**The request:** Put the item lines from the one containing "bbox: navy shorts" through the one containing "(13, 46), (23, 59)", both included, into a Markdown table with the columns Row and Item Line. Number each row and leave out any blank lines.

**Listed records:**
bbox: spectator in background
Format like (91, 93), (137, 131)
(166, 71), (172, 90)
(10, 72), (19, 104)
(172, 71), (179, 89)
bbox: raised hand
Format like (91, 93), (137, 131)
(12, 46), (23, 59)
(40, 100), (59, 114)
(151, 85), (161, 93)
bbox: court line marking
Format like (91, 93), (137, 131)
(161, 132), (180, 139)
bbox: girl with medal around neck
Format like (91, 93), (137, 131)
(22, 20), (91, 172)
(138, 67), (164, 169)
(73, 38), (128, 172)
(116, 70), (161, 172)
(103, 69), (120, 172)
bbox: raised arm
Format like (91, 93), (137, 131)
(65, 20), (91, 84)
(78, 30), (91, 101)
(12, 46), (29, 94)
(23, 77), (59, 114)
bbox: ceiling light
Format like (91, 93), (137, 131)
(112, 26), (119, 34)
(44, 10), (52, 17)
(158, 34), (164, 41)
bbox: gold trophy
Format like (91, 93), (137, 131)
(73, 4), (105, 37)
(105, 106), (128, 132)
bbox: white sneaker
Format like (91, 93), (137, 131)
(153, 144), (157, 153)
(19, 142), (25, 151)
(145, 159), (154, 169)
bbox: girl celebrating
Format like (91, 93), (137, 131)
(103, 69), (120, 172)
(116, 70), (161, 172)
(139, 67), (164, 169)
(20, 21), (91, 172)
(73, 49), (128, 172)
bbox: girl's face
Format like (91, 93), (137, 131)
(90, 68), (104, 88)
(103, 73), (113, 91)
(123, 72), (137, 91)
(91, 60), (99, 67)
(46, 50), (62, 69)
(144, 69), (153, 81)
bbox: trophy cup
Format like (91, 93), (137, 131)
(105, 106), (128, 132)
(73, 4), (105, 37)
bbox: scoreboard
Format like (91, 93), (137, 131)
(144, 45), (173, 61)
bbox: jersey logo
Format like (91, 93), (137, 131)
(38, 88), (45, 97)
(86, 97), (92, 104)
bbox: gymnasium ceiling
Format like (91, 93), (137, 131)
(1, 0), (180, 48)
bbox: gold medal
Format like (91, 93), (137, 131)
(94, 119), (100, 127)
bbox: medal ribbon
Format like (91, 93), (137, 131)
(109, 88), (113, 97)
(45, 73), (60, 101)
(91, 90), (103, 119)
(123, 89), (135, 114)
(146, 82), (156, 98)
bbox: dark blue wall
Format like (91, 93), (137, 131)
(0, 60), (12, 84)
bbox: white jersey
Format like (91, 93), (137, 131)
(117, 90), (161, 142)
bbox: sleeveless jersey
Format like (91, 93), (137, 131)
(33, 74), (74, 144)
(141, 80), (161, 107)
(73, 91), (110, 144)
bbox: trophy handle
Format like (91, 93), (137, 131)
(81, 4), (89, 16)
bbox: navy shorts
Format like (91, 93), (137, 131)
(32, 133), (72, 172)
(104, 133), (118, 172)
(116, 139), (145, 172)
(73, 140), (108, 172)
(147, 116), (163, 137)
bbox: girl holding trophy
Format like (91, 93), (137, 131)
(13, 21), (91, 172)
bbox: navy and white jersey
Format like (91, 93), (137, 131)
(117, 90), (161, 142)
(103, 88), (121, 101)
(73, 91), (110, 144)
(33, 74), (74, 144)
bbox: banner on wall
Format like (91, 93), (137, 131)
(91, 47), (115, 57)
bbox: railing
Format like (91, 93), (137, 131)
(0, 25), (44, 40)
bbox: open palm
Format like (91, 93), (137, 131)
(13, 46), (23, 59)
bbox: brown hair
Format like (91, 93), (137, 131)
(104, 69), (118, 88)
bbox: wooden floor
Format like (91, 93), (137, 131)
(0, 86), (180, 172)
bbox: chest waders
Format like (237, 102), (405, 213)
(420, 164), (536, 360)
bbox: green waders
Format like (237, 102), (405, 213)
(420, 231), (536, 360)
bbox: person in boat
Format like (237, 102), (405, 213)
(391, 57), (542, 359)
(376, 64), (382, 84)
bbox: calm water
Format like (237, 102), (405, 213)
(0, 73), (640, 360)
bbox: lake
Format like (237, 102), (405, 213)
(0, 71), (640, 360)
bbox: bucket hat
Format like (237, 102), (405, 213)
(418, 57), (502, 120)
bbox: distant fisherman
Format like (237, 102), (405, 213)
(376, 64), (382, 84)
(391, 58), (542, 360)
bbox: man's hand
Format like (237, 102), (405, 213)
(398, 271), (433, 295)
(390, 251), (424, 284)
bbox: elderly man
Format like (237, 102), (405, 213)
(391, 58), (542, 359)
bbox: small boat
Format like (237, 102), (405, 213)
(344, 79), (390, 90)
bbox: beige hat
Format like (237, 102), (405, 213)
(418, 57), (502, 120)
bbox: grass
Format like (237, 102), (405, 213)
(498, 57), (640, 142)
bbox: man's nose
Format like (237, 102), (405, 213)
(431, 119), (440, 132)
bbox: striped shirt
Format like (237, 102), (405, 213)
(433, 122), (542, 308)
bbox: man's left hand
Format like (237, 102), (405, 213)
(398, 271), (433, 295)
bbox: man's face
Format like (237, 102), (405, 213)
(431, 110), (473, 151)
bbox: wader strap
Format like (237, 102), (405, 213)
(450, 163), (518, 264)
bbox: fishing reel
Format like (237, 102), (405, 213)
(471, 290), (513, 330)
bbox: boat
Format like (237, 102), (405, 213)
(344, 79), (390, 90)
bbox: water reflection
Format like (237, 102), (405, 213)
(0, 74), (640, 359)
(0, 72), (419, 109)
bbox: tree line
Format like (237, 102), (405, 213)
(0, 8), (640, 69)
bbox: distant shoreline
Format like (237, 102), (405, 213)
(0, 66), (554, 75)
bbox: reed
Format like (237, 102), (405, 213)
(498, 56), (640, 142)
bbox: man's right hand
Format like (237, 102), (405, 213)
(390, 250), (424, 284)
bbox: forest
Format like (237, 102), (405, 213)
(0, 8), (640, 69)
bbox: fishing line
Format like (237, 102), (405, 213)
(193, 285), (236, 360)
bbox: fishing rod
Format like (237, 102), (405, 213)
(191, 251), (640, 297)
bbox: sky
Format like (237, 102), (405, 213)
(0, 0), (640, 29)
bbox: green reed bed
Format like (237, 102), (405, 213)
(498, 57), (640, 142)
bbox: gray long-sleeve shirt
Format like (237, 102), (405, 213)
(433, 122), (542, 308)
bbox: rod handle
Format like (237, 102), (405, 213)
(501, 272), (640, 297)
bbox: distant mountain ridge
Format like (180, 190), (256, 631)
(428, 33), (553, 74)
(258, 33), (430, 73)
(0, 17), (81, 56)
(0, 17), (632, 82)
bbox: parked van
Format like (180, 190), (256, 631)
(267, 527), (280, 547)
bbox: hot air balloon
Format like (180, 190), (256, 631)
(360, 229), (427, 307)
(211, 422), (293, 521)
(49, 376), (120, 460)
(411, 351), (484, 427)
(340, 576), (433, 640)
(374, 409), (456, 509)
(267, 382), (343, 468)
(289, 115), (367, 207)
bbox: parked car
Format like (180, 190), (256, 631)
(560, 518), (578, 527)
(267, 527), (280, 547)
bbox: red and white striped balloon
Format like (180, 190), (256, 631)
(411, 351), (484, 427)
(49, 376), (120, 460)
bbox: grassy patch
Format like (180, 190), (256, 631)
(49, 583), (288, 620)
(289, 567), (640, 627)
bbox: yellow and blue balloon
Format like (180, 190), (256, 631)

**Result:**
| Row | Item Line |
|---|---|
| 1 | bbox: navy shorts |
| 2 | Format like (91, 93), (137, 131) |
| 3 | (32, 133), (72, 172) |
| 4 | (104, 133), (118, 172) |
| 5 | (116, 139), (145, 172) |
| 6 | (73, 140), (108, 172) |
| 7 | (147, 116), (163, 137) |
| 8 | bbox: girl holding trophy |
| 9 | Format like (91, 93), (137, 131) |
| 10 | (13, 21), (91, 172) |
| 11 | bbox: navy and white jersey |
| 12 | Format like (91, 93), (137, 131) |
| 13 | (117, 90), (161, 142) |
| 14 | (103, 88), (121, 101) |
| 15 | (73, 91), (110, 144) |
| 16 | (33, 74), (74, 144) |
| 17 | bbox: banner on wall |
| 18 | Format like (91, 93), (137, 131) |
| 19 | (91, 47), (115, 57) |
| 20 | bbox: railing |
| 21 | Format like (91, 93), (137, 131) |
| 22 | (0, 25), (44, 40) |
| 23 | bbox: open palm |
| 24 | Format like (91, 93), (137, 131) |
| 25 | (13, 46), (23, 59) |